--- Listed entries Enclosed Below ---
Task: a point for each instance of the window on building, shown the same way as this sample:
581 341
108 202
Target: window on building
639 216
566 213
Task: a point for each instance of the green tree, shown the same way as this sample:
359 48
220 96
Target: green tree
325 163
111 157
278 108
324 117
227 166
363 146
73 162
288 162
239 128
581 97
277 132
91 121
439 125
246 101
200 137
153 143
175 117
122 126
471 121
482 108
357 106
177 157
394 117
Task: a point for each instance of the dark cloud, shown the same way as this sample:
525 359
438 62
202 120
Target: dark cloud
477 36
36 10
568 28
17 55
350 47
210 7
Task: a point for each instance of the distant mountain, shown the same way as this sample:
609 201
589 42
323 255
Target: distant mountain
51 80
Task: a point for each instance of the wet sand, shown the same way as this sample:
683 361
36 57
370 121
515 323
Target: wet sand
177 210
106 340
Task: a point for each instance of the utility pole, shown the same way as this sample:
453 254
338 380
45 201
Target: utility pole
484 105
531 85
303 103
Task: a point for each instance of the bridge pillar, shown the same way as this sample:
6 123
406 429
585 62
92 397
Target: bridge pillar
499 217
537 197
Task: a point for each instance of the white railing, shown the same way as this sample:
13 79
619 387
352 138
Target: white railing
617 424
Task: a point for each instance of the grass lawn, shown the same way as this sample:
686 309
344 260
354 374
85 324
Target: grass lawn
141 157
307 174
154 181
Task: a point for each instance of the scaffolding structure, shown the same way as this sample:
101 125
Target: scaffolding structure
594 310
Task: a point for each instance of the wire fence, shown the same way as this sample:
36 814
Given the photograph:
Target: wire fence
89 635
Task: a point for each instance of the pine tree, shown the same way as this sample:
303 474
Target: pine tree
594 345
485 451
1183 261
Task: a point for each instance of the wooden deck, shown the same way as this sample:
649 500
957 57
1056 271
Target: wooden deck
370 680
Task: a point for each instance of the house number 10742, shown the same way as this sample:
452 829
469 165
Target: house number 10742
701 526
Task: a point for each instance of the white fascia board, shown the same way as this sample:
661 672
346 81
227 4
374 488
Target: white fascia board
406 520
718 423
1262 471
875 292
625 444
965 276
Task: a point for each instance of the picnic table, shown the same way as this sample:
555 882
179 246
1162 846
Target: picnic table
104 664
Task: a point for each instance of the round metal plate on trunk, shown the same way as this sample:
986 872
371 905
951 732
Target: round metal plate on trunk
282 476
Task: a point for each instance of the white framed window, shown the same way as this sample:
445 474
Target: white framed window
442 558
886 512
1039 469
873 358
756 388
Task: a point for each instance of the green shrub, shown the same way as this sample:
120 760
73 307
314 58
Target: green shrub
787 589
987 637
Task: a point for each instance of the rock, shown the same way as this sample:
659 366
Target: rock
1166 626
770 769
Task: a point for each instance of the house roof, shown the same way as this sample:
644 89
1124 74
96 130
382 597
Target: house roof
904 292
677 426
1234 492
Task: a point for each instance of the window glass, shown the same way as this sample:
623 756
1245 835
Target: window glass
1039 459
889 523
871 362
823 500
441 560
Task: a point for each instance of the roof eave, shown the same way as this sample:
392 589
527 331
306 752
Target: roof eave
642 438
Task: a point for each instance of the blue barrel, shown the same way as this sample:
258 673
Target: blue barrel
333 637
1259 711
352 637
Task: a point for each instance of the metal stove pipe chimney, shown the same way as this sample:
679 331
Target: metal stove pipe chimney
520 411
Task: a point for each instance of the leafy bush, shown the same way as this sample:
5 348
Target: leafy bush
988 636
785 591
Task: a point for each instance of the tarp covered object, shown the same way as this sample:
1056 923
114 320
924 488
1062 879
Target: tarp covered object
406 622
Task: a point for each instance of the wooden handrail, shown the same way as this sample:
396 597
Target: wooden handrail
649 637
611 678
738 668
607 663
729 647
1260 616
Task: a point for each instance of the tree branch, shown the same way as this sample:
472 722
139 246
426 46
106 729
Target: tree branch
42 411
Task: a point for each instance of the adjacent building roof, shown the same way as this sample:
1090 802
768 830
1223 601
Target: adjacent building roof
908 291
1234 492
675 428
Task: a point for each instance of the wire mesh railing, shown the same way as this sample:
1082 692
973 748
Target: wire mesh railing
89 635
--- End of Enclosed Listed entries ---
## [Your goal]
Each line of the listing is to be repeated exactly.

## [Answer to this task]
Task: a point for each instance of the window on building, shown the same way as this sample:
581 341
108 202
Target: window on building
639 216
566 213
Task: a point for each instance of the green tree, shown the same way as this sample:
359 48
220 96
Target: green tree
325 163
111 157
278 108
324 117
227 166
363 146
73 162
288 162
239 128
581 97
277 132
91 121
439 125
246 101
200 137
153 143
175 117
122 126
471 121
482 108
357 106
177 157
394 117
Task: a point for each instance of the dark cloud, shown the same way as this sample:
525 359
438 62
202 120
Target: dark cloud
477 36
36 10
568 28
17 55
350 47
210 7
Task: a point for each instance of the distant mountain, shown the same way as this sample:
609 201
589 42
323 255
Target: distant mountain
51 80
Task: a point for each instance of the wet sand, shown the same way as this sample:
683 361
36 57
370 121
515 323
Target: wet sand
177 210
106 340
Task: a point for each instance of the utility pole, shown the same way as this sample:
453 254
338 380
45 201
Target: utility pole
484 105
531 85
303 103
Task: a point for each instance of the bridge pillar, shown the same way as this sample:
6 123
406 429
585 62
92 397
Target: bridge pillar
499 217
537 197
Task: a point for each instance of the white railing, shown the same way as this sample:
13 79
619 387
352 138
Target: white railing
617 424
Task: a point for each instance of the grass lawn, shown the same way as this sample:
686 309
344 260
354 374
85 324
Target: grass lawn
141 157
307 174
154 181
Task: a point for each instance of the scaffolding structure, shown the same way as this sample:
101 125
Target: scaffolding structure
594 310
Task: a point for each instance of the wire fence, shown the same way as this sample:
36 814
Given the photograph:
Target: wire fence
89 635
Task: a point for each instance of the pine tree, shown the same way as this sample:
303 474
Target: pine tree
594 345
485 451
1183 261
Task: a point for each instance of the wooden deck, shown the same way as this sample:
649 500
957 57
1056 271
Target: wooden deck
370 680
Task: a point for each instance of the house number 10742, shown the same way as this sample:
452 829
469 165
Target: house number 10742
701 526
Task: a point for each instance of the white fascia board, shown the same way as this sample:
661 672
346 81
227 4
374 488
Target: white fascia board
406 520
718 423
1262 471
875 292
625 444
965 276
Task: a point for each instance of the picnic table, shown the same way as this sample:
555 882
179 246
1162 846
Target: picnic table
104 664
Task: a point for each instance of the round metal plate on trunk, shown the same way as this sample:
986 872
371 905
951 732
Target: round metal plate on trunk
282 476
Task: a point for each instance of the white framed window, shown the same way as this sample:
445 474
Target: white framed window
442 558
886 512
1039 469
873 358
756 388
Task: a point for each instance of the green shrub, shown the same way as this sample:
120 760
73 307
314 58
Target: green shrub
787 589
987 637
Task: a point for each instance of the rock, shown the same way as this sample:
659 366
Target: rock
1166 626
770 769
Task: a point for each instance of the house roof, shown the same way as this sample:
644 89
1124 74
96 130
382 597
Target: house roof
904 292
677 426
1234 492
Task: a point for each instance of the window glass, shown the same way as this sample:
623 756
1245 835
Target: window glass
1039 459
889 523
871 362
823 500
441 560
Task: a point for each instance of the roof eave, shown the same way as this sample:
392 589
527 331
306 752
Target: roof eave
642 438
Task: a point for each instance of the blue barrel, shown the same way as this sample:
258 673
Target: blue barrel
333 637
1259 711
352 637
Task: a point for each instance of the metal stove pipe chimney, shown the same way as this sample:
679 331
Target: metal stove pipe chimney
520 411
Task: a point for each instance of the leafy bush, shown the same way as this sample:
5 348
Target: leafy bush
988 636
785 591
Task: a point for each instance of the tarp covered object, shown the same way as this sample:
1056 923
114 320
924 488
1062 879
Target: tarp covered object
406 622
Task: a point for each instance of the wooden handrail, shown the same way as this sample:
396 597
Target: wooden handrail
649 637
611 678
738 668
607 663
729 647
1260 616
Task: a point for each instance of the tree branch, shown the same way as this sample:
472 722
139 246
426 46
106 729
Target: tree branch
42 411
Task: a point for each instance of the adjacent building roof, shown the same way as this sample:
1090 802
768 830
1223 601
Target: adjacent building roof
908 291
1234 492
675 428
Task: a point for each instance of the wire mesh railing, shown the same way as this sample:
1082 692
973 748
Target: wire mesh railing
89 635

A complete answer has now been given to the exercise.